[TASK DESCRIPTION]: Please output everything from "Let unit vector" down to "8 / sqrt(5)" in the vector addition thread below, word for word.

[DOCUMENT]:
- - -

Question

A vector A which has magnitude 8.0 is added to a vector B which lies on x-axis.The sum of these two vectors lies on y-axis and has a magnitude twice of the magnitude of vector B.The magnitude of vector B is

Answer 1

Let unit vector along x and y axes by i and j respectively

According to question
8 + Bi = 2Bj
8 = 2Bj - Bi
8 = sqrt((2B)^2 + B^2)
8 = sqrt(5B^2)
8 = Bsqrt(5)
B = 8 / sqrt(5)

Answer 2

The magnitude of vector B is $\bold{\frac{8}{\sqrt{3}}}$.

Solution:

Let us consider O as the origin point and OB as the vector B on x axis and OA as another vector with magnitude 8. Let us consider the sum of OA and OB in y axis as OY vector whose magnitude is twice the magnitude of OB.

So if we sum up the data’s we have, then we get that  

OB in x axis = B

OA = 8

OY = 2B

Draw a vector connecting Y with B named as BY whose magnitude will be same as vector OA

So $|\mathrm{BY}|=|\mathrm{O} \mathrm{A}|$

In this case, with the datas provided it can noted that a right angled triangle BOY has been formed whose sides OY, BY is known to us and we need to determine the third side OB.

So using Pythagoras theorem,

$(B Y)^{2}=(O Y)^{2}+(O B)^{2}$

$(8)^{2}=(2 B)^{2}+B^{2}$

$64=3 B^{2}$

$B^{2}=\frac{64}{3}$

Taking square root on both sides,

$\bold{B=\frac{8}{\sqrt{3}}}$

- - -

[RAW DATA]:
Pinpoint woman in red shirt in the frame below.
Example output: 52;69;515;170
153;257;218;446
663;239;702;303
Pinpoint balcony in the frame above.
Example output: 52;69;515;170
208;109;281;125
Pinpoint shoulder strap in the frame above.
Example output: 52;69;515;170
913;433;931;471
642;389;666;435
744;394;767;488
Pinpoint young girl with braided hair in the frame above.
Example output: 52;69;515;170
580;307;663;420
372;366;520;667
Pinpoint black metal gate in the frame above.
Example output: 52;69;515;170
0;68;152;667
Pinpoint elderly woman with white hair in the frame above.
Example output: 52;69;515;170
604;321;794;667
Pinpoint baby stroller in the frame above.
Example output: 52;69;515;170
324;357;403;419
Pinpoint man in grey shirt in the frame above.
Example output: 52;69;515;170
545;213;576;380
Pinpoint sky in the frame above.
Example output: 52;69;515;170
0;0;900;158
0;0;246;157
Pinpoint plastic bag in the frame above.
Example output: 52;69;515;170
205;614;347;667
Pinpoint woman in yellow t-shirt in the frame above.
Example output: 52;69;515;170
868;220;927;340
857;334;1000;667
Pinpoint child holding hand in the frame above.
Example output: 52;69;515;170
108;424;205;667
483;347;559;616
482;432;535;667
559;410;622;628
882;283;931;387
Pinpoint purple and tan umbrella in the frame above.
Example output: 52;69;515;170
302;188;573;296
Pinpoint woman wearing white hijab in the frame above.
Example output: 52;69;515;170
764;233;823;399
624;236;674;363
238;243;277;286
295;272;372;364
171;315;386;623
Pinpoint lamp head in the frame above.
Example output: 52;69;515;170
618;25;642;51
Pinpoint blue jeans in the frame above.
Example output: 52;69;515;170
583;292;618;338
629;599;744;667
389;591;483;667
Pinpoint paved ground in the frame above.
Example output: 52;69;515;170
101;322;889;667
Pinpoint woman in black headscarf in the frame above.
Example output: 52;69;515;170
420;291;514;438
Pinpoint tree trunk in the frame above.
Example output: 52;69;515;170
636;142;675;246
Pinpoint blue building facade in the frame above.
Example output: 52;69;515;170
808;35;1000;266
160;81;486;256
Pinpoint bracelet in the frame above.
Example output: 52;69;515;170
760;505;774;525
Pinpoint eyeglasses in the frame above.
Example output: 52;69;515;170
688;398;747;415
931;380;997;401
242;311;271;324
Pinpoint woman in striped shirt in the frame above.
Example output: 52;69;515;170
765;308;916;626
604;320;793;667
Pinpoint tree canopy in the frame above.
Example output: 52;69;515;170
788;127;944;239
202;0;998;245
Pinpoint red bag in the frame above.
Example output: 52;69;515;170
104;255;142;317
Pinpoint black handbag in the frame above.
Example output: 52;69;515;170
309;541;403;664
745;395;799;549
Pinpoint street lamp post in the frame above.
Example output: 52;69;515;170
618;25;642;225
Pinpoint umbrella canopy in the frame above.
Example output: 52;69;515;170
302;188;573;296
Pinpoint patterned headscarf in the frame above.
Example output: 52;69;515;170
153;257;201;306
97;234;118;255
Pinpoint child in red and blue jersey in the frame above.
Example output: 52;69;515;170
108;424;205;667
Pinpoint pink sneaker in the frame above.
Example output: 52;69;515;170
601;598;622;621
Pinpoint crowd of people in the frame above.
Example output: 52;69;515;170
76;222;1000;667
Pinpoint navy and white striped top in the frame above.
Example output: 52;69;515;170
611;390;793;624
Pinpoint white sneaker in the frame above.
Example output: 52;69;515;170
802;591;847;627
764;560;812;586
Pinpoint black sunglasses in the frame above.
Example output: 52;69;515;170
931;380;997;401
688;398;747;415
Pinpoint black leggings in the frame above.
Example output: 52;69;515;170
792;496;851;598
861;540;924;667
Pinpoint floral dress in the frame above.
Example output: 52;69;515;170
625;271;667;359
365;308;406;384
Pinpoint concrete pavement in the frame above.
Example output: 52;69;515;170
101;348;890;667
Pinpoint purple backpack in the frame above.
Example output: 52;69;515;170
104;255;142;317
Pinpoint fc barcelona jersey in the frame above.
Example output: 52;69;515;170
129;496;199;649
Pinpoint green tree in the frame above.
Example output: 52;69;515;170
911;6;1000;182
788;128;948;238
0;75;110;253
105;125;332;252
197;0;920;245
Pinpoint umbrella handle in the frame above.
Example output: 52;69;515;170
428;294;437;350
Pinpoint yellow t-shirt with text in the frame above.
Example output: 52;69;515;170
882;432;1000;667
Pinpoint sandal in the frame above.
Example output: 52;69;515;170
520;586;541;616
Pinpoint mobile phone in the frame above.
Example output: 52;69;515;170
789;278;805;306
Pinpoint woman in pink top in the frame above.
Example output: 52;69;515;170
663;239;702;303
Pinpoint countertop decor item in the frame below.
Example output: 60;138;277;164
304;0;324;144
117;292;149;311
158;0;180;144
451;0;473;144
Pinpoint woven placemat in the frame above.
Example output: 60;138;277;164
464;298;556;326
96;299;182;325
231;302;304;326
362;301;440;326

- - -

[SOLUTION FOR THIS TASK]:
Let unit vector along x and y axes by i and j respectively

According to question
8 + Bi = 2Bj
8 = 2Bj - Bi
8 = sqrt((2B)^2 + B^2)
8 = sqrt(5B^2)
8 = Bsqrt(5)
B = 8 / sqrt(5)